**What you will do:** Locate the lines of the listing below that hold "target", then copy each of them.

**Information:**

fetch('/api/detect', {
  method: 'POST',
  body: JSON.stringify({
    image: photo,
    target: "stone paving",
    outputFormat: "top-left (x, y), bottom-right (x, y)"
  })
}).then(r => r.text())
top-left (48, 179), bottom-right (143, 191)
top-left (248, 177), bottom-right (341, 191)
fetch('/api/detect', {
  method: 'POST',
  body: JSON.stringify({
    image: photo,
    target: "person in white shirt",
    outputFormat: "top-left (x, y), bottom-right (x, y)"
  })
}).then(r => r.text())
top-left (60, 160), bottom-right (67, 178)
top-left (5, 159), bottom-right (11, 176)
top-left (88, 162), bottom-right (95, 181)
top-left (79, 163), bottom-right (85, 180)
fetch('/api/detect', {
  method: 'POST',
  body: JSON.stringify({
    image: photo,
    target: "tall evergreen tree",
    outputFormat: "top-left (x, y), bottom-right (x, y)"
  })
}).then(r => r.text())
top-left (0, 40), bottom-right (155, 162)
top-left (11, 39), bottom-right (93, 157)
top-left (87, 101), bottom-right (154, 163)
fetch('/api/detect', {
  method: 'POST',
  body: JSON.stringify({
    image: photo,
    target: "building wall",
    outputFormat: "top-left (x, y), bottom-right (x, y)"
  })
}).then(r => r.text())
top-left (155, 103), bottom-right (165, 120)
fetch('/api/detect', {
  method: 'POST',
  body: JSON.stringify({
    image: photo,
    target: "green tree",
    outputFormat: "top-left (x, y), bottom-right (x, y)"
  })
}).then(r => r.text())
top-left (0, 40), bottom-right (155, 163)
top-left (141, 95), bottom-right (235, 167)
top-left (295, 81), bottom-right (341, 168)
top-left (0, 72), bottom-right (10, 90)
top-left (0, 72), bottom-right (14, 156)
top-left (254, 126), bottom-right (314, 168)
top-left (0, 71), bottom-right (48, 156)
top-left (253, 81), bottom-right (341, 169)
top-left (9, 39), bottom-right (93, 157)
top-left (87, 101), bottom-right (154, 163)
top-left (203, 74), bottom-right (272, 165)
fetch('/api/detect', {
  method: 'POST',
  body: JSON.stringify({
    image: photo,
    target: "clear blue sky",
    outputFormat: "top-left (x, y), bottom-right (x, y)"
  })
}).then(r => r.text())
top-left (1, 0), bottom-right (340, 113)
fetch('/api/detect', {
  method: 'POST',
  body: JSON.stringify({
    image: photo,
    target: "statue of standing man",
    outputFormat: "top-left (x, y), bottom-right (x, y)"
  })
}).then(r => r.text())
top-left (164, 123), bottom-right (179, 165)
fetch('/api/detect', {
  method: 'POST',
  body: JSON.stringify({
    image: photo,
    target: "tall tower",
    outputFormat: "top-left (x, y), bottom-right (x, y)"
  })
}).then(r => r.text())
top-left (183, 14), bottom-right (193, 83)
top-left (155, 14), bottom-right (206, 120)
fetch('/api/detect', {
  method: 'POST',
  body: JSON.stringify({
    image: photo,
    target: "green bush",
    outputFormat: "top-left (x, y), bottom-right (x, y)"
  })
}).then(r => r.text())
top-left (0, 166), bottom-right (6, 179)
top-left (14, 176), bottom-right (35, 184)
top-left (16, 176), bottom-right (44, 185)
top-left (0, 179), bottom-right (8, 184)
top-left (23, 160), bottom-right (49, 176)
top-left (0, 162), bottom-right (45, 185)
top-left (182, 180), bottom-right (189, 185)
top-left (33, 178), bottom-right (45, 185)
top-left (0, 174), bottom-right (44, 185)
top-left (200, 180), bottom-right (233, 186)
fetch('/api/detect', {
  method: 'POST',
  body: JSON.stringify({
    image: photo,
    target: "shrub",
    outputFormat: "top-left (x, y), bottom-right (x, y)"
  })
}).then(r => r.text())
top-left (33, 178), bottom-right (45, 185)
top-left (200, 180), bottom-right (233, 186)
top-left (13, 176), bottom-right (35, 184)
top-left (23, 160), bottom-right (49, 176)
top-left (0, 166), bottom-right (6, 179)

**Your solution:**
    target: "stone paving",
    target: "person in white shirt",
    target: "tall evergreen tree",
    target: "building wall",
    target: "green tree",
    target: "clear blue sky",
    target: "statue of standing man",
    target: "tall tower",
    target: "green bush",
    target: "shrub",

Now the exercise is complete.